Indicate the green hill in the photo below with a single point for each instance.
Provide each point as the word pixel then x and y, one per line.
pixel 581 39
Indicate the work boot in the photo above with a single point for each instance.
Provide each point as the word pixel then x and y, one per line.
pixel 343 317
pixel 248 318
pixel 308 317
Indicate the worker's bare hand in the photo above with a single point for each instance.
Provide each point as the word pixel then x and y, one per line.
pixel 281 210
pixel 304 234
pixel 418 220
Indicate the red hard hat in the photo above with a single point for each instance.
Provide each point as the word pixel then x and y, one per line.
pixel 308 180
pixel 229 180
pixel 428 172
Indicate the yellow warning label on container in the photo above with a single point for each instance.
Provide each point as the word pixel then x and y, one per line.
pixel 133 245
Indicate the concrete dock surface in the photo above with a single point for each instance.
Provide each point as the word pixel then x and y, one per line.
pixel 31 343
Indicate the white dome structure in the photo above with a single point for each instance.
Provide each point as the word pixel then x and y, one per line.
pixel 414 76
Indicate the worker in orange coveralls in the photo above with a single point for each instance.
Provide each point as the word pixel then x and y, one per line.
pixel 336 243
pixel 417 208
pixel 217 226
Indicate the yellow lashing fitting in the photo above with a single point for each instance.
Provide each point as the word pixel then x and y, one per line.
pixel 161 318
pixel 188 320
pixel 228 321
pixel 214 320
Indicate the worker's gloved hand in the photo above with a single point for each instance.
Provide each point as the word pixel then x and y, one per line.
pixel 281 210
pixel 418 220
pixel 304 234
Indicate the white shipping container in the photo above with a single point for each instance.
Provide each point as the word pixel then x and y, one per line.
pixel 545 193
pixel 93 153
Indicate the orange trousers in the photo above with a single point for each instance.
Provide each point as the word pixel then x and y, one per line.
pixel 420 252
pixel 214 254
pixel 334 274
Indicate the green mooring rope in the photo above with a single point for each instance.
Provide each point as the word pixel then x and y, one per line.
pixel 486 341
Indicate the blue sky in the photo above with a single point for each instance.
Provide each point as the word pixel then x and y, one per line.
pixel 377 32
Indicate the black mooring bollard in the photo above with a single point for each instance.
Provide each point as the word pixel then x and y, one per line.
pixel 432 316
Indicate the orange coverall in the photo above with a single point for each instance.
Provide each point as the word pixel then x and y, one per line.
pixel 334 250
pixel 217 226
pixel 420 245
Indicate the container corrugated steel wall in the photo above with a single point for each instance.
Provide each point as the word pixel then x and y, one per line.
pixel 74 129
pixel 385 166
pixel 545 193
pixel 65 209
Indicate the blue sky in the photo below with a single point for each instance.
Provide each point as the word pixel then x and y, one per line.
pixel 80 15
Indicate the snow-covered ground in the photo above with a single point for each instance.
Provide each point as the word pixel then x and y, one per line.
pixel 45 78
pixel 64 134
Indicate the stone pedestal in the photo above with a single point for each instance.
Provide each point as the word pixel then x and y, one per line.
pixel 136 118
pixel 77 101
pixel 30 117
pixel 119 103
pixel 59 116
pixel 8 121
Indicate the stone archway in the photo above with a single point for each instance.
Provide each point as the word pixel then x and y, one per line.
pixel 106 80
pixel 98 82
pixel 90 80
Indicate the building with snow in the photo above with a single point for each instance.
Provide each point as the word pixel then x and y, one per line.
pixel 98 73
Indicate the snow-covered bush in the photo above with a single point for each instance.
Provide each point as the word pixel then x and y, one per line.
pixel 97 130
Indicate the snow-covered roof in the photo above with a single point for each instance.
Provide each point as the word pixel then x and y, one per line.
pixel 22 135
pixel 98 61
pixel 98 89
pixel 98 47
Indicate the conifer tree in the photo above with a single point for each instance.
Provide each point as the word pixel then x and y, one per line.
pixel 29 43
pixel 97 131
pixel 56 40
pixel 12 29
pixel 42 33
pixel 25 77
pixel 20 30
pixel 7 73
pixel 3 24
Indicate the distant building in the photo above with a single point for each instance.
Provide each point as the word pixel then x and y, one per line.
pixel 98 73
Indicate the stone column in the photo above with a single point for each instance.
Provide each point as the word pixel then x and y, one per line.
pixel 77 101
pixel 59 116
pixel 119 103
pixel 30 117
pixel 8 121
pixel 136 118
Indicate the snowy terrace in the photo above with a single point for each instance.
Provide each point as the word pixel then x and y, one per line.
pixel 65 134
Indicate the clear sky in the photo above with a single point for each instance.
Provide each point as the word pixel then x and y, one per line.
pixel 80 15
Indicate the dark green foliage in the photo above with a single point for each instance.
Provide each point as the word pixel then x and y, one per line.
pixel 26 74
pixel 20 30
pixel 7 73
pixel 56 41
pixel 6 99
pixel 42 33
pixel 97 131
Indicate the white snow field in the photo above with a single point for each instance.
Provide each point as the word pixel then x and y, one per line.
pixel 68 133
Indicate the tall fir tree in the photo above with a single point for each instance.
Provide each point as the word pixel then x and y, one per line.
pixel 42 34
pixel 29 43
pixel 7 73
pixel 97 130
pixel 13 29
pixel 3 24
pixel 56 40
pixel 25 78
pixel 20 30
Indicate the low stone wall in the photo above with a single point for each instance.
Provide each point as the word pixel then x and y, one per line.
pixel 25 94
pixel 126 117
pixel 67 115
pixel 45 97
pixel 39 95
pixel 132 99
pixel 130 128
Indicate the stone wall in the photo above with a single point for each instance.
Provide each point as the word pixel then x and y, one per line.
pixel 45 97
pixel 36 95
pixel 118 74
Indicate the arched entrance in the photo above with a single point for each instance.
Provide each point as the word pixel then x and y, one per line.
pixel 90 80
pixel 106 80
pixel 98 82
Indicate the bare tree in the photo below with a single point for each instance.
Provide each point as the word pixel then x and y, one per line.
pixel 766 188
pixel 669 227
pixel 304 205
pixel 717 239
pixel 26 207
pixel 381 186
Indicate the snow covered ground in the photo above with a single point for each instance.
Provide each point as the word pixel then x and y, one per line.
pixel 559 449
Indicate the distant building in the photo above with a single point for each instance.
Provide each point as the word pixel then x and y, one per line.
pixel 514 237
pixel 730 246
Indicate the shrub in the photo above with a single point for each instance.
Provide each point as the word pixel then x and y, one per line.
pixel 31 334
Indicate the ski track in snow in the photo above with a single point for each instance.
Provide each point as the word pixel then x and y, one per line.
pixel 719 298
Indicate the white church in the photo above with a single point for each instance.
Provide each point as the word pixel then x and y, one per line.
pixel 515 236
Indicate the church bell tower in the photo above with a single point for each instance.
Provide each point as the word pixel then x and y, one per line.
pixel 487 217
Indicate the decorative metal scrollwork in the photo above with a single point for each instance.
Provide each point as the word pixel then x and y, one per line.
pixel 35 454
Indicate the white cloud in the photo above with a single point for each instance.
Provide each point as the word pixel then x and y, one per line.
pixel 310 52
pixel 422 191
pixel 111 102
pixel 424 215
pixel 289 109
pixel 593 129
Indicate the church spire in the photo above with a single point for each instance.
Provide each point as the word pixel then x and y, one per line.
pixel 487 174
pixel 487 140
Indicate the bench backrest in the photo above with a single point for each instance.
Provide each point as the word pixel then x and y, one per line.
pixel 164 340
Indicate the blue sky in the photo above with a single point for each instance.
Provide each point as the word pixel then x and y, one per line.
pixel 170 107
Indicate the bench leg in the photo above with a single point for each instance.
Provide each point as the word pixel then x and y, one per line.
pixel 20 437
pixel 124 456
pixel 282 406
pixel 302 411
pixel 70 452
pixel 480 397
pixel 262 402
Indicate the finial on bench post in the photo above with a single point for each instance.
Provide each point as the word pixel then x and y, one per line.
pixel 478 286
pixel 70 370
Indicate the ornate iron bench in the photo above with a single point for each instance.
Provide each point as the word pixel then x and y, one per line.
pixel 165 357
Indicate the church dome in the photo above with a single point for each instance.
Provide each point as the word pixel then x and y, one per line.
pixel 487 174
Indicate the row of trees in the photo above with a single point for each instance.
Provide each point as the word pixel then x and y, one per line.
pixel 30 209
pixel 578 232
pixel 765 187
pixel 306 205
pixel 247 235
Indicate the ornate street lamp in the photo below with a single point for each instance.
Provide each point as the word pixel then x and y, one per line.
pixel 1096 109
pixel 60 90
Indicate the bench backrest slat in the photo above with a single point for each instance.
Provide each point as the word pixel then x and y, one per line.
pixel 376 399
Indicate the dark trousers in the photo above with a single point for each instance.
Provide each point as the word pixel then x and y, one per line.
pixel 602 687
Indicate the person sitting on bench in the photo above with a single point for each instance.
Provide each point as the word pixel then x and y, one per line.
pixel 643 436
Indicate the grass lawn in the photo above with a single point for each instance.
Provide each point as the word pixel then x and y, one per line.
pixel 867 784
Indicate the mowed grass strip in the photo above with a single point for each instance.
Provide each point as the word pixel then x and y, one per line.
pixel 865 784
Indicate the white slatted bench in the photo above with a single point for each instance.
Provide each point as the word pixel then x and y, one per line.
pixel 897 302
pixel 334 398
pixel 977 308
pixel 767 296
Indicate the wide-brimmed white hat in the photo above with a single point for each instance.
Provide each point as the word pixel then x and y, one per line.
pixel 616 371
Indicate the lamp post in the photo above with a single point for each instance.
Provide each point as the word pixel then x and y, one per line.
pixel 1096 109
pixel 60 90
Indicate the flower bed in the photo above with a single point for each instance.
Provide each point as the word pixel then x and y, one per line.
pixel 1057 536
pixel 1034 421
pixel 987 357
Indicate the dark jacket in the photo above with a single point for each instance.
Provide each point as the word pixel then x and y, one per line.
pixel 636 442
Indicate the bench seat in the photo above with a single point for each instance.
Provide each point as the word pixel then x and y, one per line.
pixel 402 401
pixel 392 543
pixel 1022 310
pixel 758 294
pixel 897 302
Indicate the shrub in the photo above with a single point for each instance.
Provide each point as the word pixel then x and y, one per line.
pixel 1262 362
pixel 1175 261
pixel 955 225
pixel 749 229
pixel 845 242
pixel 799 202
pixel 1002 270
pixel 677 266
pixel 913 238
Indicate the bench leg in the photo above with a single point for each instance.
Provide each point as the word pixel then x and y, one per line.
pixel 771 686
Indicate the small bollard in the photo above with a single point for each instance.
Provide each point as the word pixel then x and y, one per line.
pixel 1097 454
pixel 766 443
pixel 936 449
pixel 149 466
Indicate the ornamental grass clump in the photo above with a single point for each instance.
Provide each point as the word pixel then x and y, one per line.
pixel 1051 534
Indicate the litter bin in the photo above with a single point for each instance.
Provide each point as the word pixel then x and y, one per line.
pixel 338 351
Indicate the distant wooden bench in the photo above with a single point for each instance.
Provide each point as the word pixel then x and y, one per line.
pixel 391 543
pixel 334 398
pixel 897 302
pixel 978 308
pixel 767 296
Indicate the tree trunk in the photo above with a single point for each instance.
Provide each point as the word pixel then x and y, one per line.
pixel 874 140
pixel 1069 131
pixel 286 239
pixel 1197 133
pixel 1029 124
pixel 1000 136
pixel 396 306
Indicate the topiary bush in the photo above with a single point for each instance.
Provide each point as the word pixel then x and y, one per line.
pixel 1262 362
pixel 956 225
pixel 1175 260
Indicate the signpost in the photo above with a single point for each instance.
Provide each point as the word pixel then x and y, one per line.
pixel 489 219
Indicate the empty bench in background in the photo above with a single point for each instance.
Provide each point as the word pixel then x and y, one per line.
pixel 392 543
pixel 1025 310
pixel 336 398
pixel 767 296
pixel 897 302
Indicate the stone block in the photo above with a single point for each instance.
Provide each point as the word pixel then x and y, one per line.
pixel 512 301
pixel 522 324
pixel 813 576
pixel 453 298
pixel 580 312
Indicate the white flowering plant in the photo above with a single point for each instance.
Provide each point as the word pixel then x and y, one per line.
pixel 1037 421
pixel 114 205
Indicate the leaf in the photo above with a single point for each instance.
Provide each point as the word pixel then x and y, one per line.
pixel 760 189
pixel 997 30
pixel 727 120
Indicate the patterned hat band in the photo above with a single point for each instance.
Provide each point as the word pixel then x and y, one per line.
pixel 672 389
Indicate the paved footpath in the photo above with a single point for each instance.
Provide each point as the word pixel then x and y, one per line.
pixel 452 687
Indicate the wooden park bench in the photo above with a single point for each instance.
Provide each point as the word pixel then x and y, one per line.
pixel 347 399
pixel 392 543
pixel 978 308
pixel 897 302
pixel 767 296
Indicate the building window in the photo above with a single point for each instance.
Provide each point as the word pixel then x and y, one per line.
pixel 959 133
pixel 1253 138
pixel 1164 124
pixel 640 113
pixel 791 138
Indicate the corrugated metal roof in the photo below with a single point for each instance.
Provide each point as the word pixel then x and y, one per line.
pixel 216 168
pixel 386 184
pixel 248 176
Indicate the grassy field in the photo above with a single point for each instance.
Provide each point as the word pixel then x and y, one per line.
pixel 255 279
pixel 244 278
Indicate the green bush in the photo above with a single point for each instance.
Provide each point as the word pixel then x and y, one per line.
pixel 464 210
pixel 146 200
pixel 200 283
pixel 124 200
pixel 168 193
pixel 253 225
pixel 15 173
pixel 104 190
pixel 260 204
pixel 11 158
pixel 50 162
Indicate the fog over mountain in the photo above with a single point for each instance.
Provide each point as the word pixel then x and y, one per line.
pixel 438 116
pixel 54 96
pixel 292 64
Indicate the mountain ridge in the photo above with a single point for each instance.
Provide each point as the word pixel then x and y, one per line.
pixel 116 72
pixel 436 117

→ **Work instructions**
Extract exactly and only the lines above from the line containing "Indicate the stone wall" through the line containing "Indicate the arched", both end lines included.

→ **Expected output**
Indicate the stone wall in the photo above with a single point for each instance.
Provide each point as the word pixel then x and y, one per line.
pixel 45 97
pixel 36 95
pixel 118 74
Indicate the arched entrance in the photo above with a single point for each instance.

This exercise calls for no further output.